> _Work instructions_
Produce a word-for-word copy of the listing below without its pictures.

> _Information shown_

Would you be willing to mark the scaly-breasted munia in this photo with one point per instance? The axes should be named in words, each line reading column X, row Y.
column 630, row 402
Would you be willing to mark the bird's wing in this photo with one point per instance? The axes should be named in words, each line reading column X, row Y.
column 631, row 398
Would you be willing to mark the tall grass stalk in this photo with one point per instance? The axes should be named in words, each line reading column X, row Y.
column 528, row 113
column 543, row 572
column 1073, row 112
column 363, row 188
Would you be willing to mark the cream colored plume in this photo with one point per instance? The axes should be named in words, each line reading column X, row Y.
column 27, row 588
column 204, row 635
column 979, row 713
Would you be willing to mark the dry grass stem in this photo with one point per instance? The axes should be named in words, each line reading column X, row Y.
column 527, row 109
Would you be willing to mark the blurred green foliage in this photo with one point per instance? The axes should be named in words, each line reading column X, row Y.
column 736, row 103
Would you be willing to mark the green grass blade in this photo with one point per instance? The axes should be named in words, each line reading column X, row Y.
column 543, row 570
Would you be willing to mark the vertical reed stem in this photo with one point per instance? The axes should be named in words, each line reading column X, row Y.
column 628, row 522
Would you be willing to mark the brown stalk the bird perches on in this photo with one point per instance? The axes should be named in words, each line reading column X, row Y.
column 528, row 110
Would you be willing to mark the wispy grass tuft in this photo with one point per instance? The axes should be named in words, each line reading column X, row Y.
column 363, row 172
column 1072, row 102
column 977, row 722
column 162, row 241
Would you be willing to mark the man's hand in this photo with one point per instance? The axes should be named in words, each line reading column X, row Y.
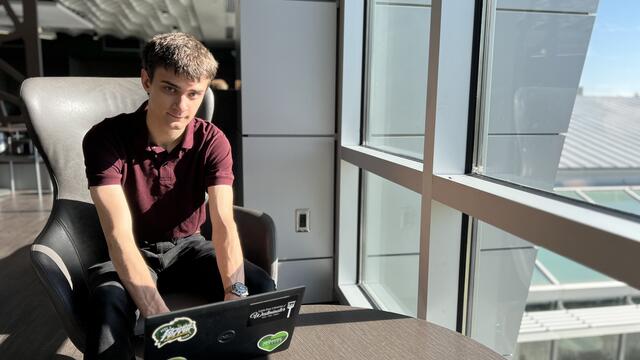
column 115, row 219
column 231, row 296
column 224, row 236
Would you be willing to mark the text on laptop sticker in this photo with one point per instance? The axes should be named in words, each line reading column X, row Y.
column 271, row 310
column 179, row 329
column 272, row 341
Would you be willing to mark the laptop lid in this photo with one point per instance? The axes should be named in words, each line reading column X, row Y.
column 250, row 327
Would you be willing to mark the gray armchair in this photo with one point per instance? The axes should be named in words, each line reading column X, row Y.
column 61, row 111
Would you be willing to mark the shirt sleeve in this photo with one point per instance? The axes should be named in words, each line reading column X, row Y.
column 219, row 161
column 103, row 163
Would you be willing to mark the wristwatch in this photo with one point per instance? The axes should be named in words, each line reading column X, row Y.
column 238, row 289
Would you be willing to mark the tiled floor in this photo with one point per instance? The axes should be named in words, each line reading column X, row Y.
column 29, row 326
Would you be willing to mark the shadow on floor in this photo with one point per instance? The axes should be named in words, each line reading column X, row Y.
column 28, row 322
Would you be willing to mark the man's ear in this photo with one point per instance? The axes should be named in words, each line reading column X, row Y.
column 145, row 80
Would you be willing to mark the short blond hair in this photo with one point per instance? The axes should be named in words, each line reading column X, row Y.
column 181, row 52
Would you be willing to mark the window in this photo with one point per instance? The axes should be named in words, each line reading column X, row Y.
column 514, row 253
column 390, row 244
column 398, row 44
column 561, row 110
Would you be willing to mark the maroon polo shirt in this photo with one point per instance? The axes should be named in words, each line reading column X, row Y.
column 165, row 191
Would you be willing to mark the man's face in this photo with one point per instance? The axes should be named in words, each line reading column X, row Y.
column 173, row 100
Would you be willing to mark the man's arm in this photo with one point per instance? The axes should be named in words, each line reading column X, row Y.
column 224, row 236
column 115, row 219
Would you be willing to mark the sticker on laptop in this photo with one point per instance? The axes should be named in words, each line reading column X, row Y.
column 271, row 310
column 271, row 342
column 179, row 329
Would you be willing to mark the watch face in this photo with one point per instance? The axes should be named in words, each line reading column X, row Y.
column 239, row 289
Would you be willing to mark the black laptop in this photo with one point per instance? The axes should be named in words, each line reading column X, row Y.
column 246, row 328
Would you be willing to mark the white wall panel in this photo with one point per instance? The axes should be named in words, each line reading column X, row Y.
column 582, row 6
column 288, row 66
column 500, row 293
column 281, row 175
column 315, row 274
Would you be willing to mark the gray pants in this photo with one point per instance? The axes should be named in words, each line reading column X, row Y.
column 186, row 265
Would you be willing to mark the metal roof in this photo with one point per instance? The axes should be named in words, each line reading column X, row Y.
column 573, row 323
column 604, row 133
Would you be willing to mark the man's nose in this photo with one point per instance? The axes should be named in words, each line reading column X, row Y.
column 181, row 103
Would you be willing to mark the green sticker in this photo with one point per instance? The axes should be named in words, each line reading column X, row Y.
column 179, row 329
column 272, row 341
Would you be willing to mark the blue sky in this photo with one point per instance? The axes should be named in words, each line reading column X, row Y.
column 612, row 66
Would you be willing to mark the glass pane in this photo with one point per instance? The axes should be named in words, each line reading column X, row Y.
column 616, row 199
column 632, row 346
column 398, row 44
column 567, row 271
column 525, row 297
column 569, row 194
column 562, row 98
column 540, row 350
column 539, row 278
column 590, row 348
column 390, row 244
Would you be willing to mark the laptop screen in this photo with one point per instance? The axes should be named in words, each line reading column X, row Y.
column 250, row 327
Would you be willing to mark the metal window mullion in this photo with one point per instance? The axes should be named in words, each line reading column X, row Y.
column 400, row 171
column 429, row 148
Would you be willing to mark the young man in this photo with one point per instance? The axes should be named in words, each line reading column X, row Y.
column 148, row 172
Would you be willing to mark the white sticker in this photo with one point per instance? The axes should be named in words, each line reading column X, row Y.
column 179, row 329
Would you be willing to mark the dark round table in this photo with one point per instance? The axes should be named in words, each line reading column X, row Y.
column 342, row 332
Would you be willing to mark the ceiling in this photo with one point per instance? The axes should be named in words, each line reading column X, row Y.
column 208, row 20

> _Expected answer_
Would you be willing to mark the scaly-breasted munia in this photo with one point per instance? The axes should be named in words, each line reading column X, row Y.
column 630, row 402
Would you be willing to mark the bird's wing in this photo with one point per instance? The axes should be named in words, each line reading column X, row Y.
column 631, row 398
Would you be willing to mark the tall grass stalk in this photo with one point per instance? The axes should be named in words, each line reading column X, row Y.
column 528, row 113
column 543, row 572
column 1073, row 112
column 363, row 188
Would you be willing to mark the cream colored plume in this photo with one point per instance? The axes should be named in words, each line reading column X, row Y.
column 27, row 588
column 204, row 635
column 979, row 713
Would you be willing to mark the dry grass stem in this photo with one point per instance? The axes should be named in words, each line reading column X, row Y.
column 527, row 109
Would you be willing to mark the blurred green foliage in this photo with one point per instance? The axes should be named in words, each line reading column X, row Y.
column 736, row 103
Would you be willing to mark the green grass blade in this photo with one point per instance? The axes should be named in words, each line reading column X, row Y.
column 543, row 570
Would you be willing to mark the vertical reed stem in this photo with one point per instance? The axes should be named in words, each line reading column X, row Y.
column 628, row 522
Would you be willing to mark the brown stalk the bird perches on in this photo with one point per instance? The axes should be named in words, each line reading column X, row Y.
column 528, row 110
Would you be willing to mark the wispy grass tuft in this photo with one point per instance? The axes should be named in words, each line reading column X, row Y.
column 363, row 172
column 1072, row 102
column 977, row 722
column 162, row 241
Would you be willing to mark the man's hand in this photo with one point per instance? The axes should be named in words, each line reading column X, row Y.
column 115, row 219
column 231, row 296
column 224, row 236
Would you be willing to mark the text on laptop sticker in this photo with one point per instance? The axes should be named in words, each line reading column X, row Y.
column 271, row 310
column 179, row 329
column 272, row 341
Would you be willing to mark the laptop lid in this photo with one point per instance? The axes should be named in words, each line reading column X, row Y.
column 250, row 327
Would you be willing to mark the gray armchair in this photo with one point per instance? The axes should be named in words, each line reading column X, row Y.
column 61, row 111
Would you be willing to mark the shirt sleeve in this photo with one point per instance? The axes should be named in words, each line reading column X, row Y.
column 219, row 161
column 103, row 163
Would you be willing to mark the wristwatch in this photo with one point per instance? The axes should be named in words, each line reading column X, row Y.
column 238, row 289
Would you be willing to mark the tiled floor in this photo with one point per instance? The axes should be named in words, each line reading column X, row Y.
column 29, row 326
Would you be willing to mark the shadow on floor in this photo with one point per instance? The axes should be named in words, each line reading column X, row Y.
column 28, row 322
Would you be willing to mark the man's ear in this photo with one point per instance? The axes should be named in words, each line reading column X, row Y.
column 145, row 80
Would you be willing to mark the short blond hair in this photo with one point per instance? The axes should be named in words, each line reading column X, row Y.
column 181, row 52
Would you be willing to mark the window in this photo with one point per instance? The axes should be named in words, each line reading column X, row Y.
column 514, row 253
column 390, row 244
column 398, row 44
column 561, row 110
Would you be willing to mark the maroon polo shirt in this photo with one point per instance? The axes should be named in words, each line reading column X, row Y.
column 165, row 191
Would you be willing to mark the man's face in this photo with one point per instance? The axes should be named in words, each line reading column X, row Y.
column 173, row 100
Would you be willing to mark the man's arm in this photo with one point per instance? The axes should be named in words, each line reading column X, row Y.
column 224, row 236
column 115, row 219
Would you be willing to mark the sticker on laptop in this photo with one point per instance? The axes should be named in words, each line reading column X, row Y.
column 271, row 310
column 271, row 342
column 179, row 329
Would you be willing to mark the watch face in this photo with one point per instance? The axes should be named in words, each line reading column X, row Y.
column 239, row 289
Would you be willing to mark the black laptop in this photo with one point per instance? The axes should be named in words, each line reading column X, row Y.
column 246, row 328
Would you be willing to mark the white wall panel in this photo with one point per instance? The axes should be named in words, each line reading column X, row Y.
column 582, row 6
column 288, row 66
column 500, row 293
column 281, row 175
column 315, row 274
Would you be willing to mark the gray pants in this photo with one point per instance? The axes should be named in words, each line reading column X, row Y.
column 186, row 265
Would you be willing to mark the metal roof in this photo with one point per instance? The axes should be named in words, each line reading column X, row Y.
column 573, row 323
column 604, row 133
Would you be willing to mark the man's nose in this photo with one point per instance? The axes should be named in words, each line reading column X, row Y.
column 181, row 103
Would you be willing to mark the green sticker in this photo with one point per instance? The axes should be named in words, each line reading column X, row Y.
column 179, row 329
column 272, row 341
Would you be willing to mark the blue sky in this photo with one point per instance? The axes should be named in words, each line reading column X, row Y.
column 612, row 66
Would you be willing to mark the glass pane in this photo with one point per instance? The axes should be named in words, each line reading column X, row Y.
column 616, row 199
column 632, row 346
column 398, row 44
column 567, row 271
column 525, row 297
column 569, row 194
column 562, row 98
column 540, row 350
column 539, row 278
column 590, row 348
column 390, row 244
Would you be willing to mark the laptop screen in this photo with one point per instance? The axes should be named in words, each line reading column X, row Y.
column 250, row 327
Would you be willing to mark the metal window mullion in this photo with one point per instance? The axes should be named in words, each line reading column X, row Y.
column 400, row 171
column 429, row 148
Would you be willing to mark the young man in this photo with one point per instance? The axes should be named in words, each line reading column X, row Y.
column 148, row 172
Would you be willing to mark the white sticker in this photo with one point per instance? The axes should be named in words, each line reading column X, row Y.
column 179, row 329
Would you be willing to mark the dark round table in this photo with one point per instance? The axes should be named in words, each line reading column X, row Y.
column 342, row 332
Would you be willing to mark the ceiling in this photo with one point per instance? The axes should be named in words, each line reading column X, row Y.
column 208, row 20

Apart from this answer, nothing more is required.